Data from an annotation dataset
==========

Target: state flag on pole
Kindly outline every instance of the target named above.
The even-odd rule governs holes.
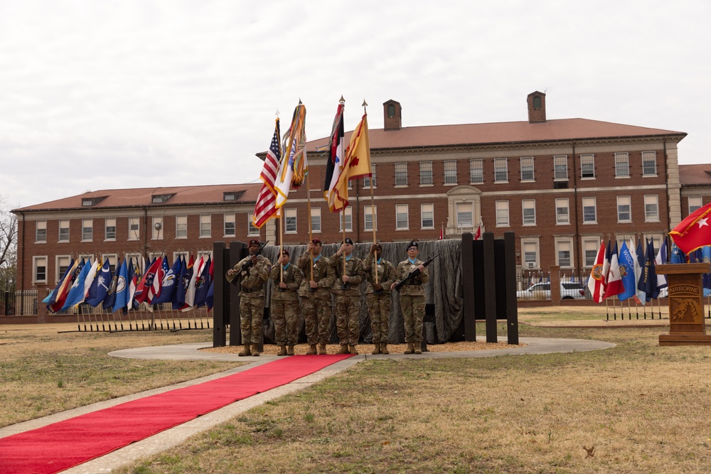
[[[701,206],[674,227],[669,235],[685,254],[711,245],[711,203]]]
[[[597,303],[602,303],[603,295],[605,293],[605,282],[602,275],[602,269],[605,262],[605,242],[600,243],[600,249],[597,251],[595,263],[590,271],[590,278],[587,281],[587,287],[590,289],[592,299]]]
[[[335,196],[331,211],[338,212],[348,205],[348,181],[372,176],[370,171],[370,141],[368,136],[368,114],[363,114],[358,126],[351,135],[346,149],[343,168],[333,187]]]
[[[338,176],[343,169],[345,151],[343,150],[345,133],[343,131],[343,102],[338,104],[336,110],[336,118],[333,119],[333,126],[331,132],[331,139],[328,141],[328,158],[326,161],[326,182],[324,183],[324,198],[328,203],[328,209],[333,212],[336,193],[333,192]]]
[[[279,140],[279,119],[274,129],[274,136],[269,144],[264,166],[260,175],[263,184],[255,205],[255,213],[252,222],[255,227],[261,228],[267,220],[277,213],[277,191],[274,190],[277,173],[279,173],[279,162],[282,159],[282,147]]]

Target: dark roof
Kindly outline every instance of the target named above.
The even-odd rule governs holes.
[[[91,209],[255,203],[261,188],[261,183],[255,183],[106,189],[35,204],[14,211],[86,209],[90,207],[82,206],[82,202],[87,198],[95,199],[96,204],[90,206]],[[231,193],[235,193],[236,199],[225,200],[225,194]],[[163,204],[154,204],[153,197],[158,195],[171,197]]]
[[[346,142],[352,131],[346,134]],[[407,126],[398,130],[369,129],[370,149],[407,149],[464,145],[561,141],[595,139],[627,139],[677,136],[673,131],[646,126],[613,124],[587,119],[562,119],[531,124],[528,122],[506,122],[491,124],[459,125],[427,125]],[[307,151],[314,151],[326,145],[328,137],[309,141]],[[262,154],[262,153],[260,153]]]

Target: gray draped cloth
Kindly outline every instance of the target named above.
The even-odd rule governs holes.
[[[406,247],[408,242],[383,242],[383,258],[392,263],[395,266],[397,264],[407,258]],[[434,305],[434,323],[425,323],[424,329],[426,340],[429,344],[444,343],[448,341],[461,340],[464,330],[461,325],[462,318],[462,287],[461,287],[461,240],[459,239],[447,239],[444,240],[432,240],[419,242],[419,254],[417,256],[424,262],[430,257],[439,254],[429,265],[427,266],[427,273],[429,280],[424,286],[425,302]],[[331,257],[336,253],[341,244],[324,244],[321,254]],[[306,252],[306,245],[284,245],[289,250],[289,262],[296,264],[299,256]],[[365,259],[370,249],[370,243],[356,244],[353,246],[353,254],[356,257]],[[264,248],[262,254],[275,262],[279,254],[279,247],[269,245]],[[309,278],[310,275],[304,275]],[[267,298],[265,305],[269,306],[272,294],[272,281],[270,280],[267,285]],[[360,291],[360,316],[359,328],[362,343],[370,343],[373,340],[373,333],[370,330],[370,318],[368,314],[365,306],[365,284],[361,284]],[[392,305],[390,317],[390,342],[393,344],[405,342],[405,325],[402,314],[400,313],[400,298],[397,292],[392,291],[391,296]],[[300,318],[301,320],[301,318]],[[305,340],[303,334],[304,321],[299,321],[299,330],[301,331],[300,342]],[[264,341],[274,342],[274,324],[269,322],[264,325]],[[336,333],[336,316],[331,320],[331,341],[338,343]]]

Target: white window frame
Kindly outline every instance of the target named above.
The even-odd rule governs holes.
[[[597,198],[583,198],[582,203],[582,223],[583,225],[597,224]],[[586,203],[587,204],[586,205]],[[592,208],[594,211],[594,219],[593,220],[585,220],[585,208]]]
[[[564,215],[562,212],[558,212],[559,209],[565,209],[565,220],[563,219]],[[555,225],[570,225],[570,203],[567,198],[557,198],[555,199]]]
[[[533,156],[521,156],[519,159],[521,167],[521,183],[535,181],[535,166]]]
[[[553,156],[553,181],[568,181],[568,156]]]
[[[188,216],[176,216],[176,239],[188,238]]]
[[[650,212],[650,206],[654,206],[654,213]],[[656,194],[644,195],[644,222],[659,222],[659,196]]]
[[[228,227],[232,227],[231,232]],[[225,237],[237,237],[237,216],[234,214],[223,215],[223,234]]]
[[[646,163],[651,163],[653,166],[647,166]],[[653,171],[651,173],[648,173],[648,168],[653,168]],[[656,151],[643,151],[642,152],[642,177],[643,178],[654,178],[657,176],[657,152]]]
[[[44,264],[44,278],[38,278],[37,269],[41,266],[40,263]],[[32,257],[32,283],[47,283],[47,256],[37,255]]]
[[[508,183],[508,158],[493,158],[493,182]]]
[[[210,214],[200,215],[200,238],[210,239],[213,237],[213,216]]]
[[[432,220],[432,225],[426,225],[424,216],[426,214],[430,215],[429,219]],[[424,203],[419,205],[419,228],[434,229],[434,205],[432,203]]]
[[[508,200],[496,201],[496,227],[508,227],[510,225]]]
[[[400,216],[405,216],[405,225],[401,225]],[[410,230],[410,206],[407,204],[395,205],[395,230]]]
[[[526,212],[529,215],[526,215]],[[533,212],[533,219],[530,213]],[[522,225],[525,227],[535,225],[535,200],[523,199],[521,200],[521,219]]]
[[[627,218],[624,219],[624,206],[627,207]],[[632,198],[631,196],[617,196],[617,222],[626,224],[632,222]]]
[[[629,153],[626,151],[615,153],[615,178],[626,179],[630,177]]]

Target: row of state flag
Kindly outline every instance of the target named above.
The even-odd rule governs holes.
[[[51,313],[71,310],[84,303],[124,314],[149,305],[172,303],[173,309],[188,311],[207,306],[212,309],[214,299],[213,265],[208,256],[186,261],[183,256],[173,265],[167,257],[146,260],[146,271],[138,262],[124,258],[114,273],[109,259],[73,259],[54,290],[43,301]]]
[[[365,103],[364,103],[365,104]],[[368,114],[363,117],[345,147],[343,97],[336,109],[328,144],[318,151],[327,151],[324,198],[331,212],[337,212],[348,205],[348,181],[372,176],[370,146],[368,132]],[[299,101],[294,109],[292,124],[280,141],[279,119],[260,175],[263,184],[255,205],[252,224],[260,228],[270,218],[279,215],[291,189],[303,184],[309,171],[306,149],[306,107]],[[283,152],[283,153],[282,153]]]

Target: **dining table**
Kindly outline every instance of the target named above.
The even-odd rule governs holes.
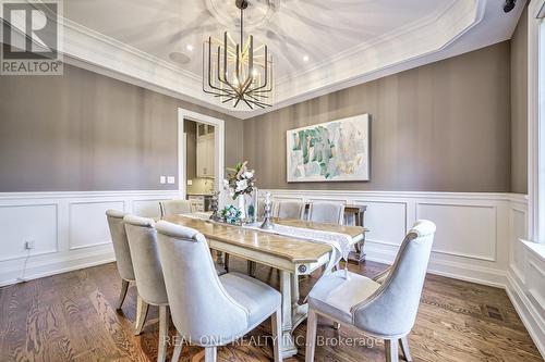
[[[334,254],[331,245],[275,234],[272,230],[250,228],[215,222],[191,214],[168,215],[162,220],[194,228],[202,233],[210,249],[247,261],[277,269],[280,274],[282,297],[282,357],[296,354],[293,338],[295,327],[306,319],[307,303],[300,303],[299,277],[327,265]],[[367,229],[362,226],[341,226],[302,220],[272,219],[274,224],[311,230],[339,233],[349,236],[355,245],[364,239]]]

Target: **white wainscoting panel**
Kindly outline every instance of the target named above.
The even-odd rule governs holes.
[[[133,212],[142,217],[156,217],[161,215],[161,209],[159,207],[159,201],[165,199],[156,200],[134,200],[133,201]]]
[[[106,210],[158,216],[178,190],[1,192],[0,286],[114,260]],[[25,250],[25,241],[34,249]]]
[[[366,205],[365,226],[371,232],[366,235],[370,242],[398,248],[407,234],[407,202],[354,200],[356,205]],[[390,222],[385,223],[385,220]]]
[[[436,223],[431,273],[504,287],[508,262],[510,194],[269,189],[274,199],[338,200],[366,205],[364,251],[391,263],[419,219]],[[505,253],[501,254],[500,253]]]
[[[69,249],[90,248],[110,244],[106,210],[124,211],[123,201],[85,201],[70,203]]]

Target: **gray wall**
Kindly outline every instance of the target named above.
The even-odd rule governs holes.
[[[178,108],[226,120],[226,145],[242,121],[93,72],[0,77],[0,192],[177,189]],[[242,148],[226,147],[226,165]],[[177,179],[178,182],[178,179]]]
[[[244,123],[262,188],[510,190],[510,47],[497,43]],[[286,182],[286,130],[370,113],[371,182]]]
[[[511,39],[511,191],[528,192],[528,8]]]

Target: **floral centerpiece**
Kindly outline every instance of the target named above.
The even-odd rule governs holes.
[[[234,168],[227,168],[227,179],[223,180],[223,186],[229,189],[229,195],[233,200],[238,200],[240,217],[245,219],[245,201],[244,195],[251,195],[254,190],[254,170],[249,170],[247,161],[239,162]]]

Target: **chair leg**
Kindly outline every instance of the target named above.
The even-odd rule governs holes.
[[[149,310],[149,304],[142,299],[141,296],[136,298],[136,322],[134,326],[134,335],[137,336],[142,333],[144,328],[144,322],[146,322],[147,311]]]
[[[205,362],[216,362],[218,359],[218,350],[216,347],[205,348]]]
[[[409,339],[407,338],[407,336],[399,339],[399,344],[401,345],[401,351],[403,352],[405,361],[412,362],[411,350],[409,349]]]
[[[385,339],[384,350],[386,353],[386,362],[399,362],[397,340]]]
[[[159,348],[157,349],[157,362],[167,359],[167,338],[169,336],[169,308],[159,305]]]
[[[314,351],[316,350],[316,327],[318,319],[316,312],[312,309],[308,310],[308,317],[306,320],[306,351],[305,362],[314,361]]]
[[[174,339],[174,352],[172,353],[171,362],[178,362],[178,360],[180,360],[180,355],[182,355],[182,336],[180,336],[180,334],[177,334],[177,337]]]
[[[223,255],[223,267],[226,269],[226,272],[229,273],[229,254],[227,252]]]
[[[126,297],[126,290],[129,290],[129,280],[122,279],[121,280],[121,291],[119,294],[118,304],[116,305],[116,309],[118,311],[121,309],[121,305],[123,305],[123,301],[125,300],[125,297]]]
[[[275,362],[280,362],[282,360],[282,308],[278,307],[275,313],[270,316],[271,329],[272,329],[272,344],[274,344],[274,355]]]

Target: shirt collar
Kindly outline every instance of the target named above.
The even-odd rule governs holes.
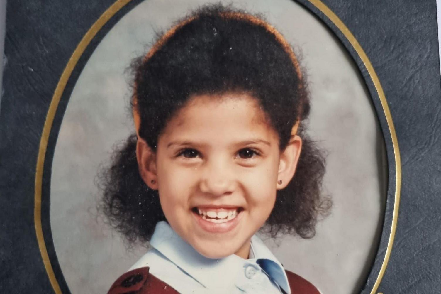
[[[220,259],[207,258],[183,240],[166,222],[158,222],[150,245],[190,276],[207,288],[234,283],[247,260],[232,254]],[[256,235],[251,238],[253,260],[288,294],[291,290],[283,267]],[[220,273],[222,273],[221,275]]]

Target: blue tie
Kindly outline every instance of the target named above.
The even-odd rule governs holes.
[[[275,262],[269,259],[258,259],[256,262],[260,266],[269,279],[275,283],[284,293],[286,293],[285,290],[289,289],[289,286],[284,279],[285,273],[283,269]]]

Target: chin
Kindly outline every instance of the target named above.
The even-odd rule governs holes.
[[[231,247],[222,246],[221,243],[217,243],[216,245],[207,245],[205,246],[194,246],[196,251],[207,258],[220,259],[234,254],[237,249]]]

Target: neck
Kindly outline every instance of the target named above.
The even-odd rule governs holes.
[[[251,239],[247,240],[234,254],[243,259],[248,259],[251,248]]]

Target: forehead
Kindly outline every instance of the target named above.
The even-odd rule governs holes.
[[[255,98],[230,94],[191,98],[167,124],[161,136],[191,135],[202,139],[253,134],[277,136]]]

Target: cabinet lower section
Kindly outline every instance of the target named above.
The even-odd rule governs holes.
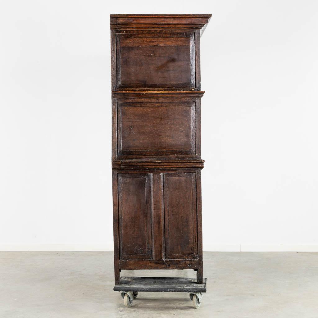
[[[193,268],[202,280],[200,170],[113,173],[115,282],[121,269]]]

==========

> **Objective**
Please turn the stretch of data above, from the line containing "Target: forehead" through the end of the data, into a Markdown table with columns named Row and Data line, leaving out blank lines and pictures.

> **Response to the task**
| Row | Data line |
|---|---|
| 1 | Target: forehead |
| 2 | Kindly outline every instance of the target named above. |
| 3 | The even-odd rule governs holes. |
| 4 | [[[255,98],[230,94],[191,98],[167,124],[161,136],[191,135],[202,139],[253,134],[277,136]]] |
| 5 | Target: cabinet lower section |
| 6 | Kindly outline every instance of the target named above. |
| 7 | The even-odd rule governs holes. |
| 8 | [[[193,268],[202,280],[200,170],[113,173],[115,282],[121,269]]] |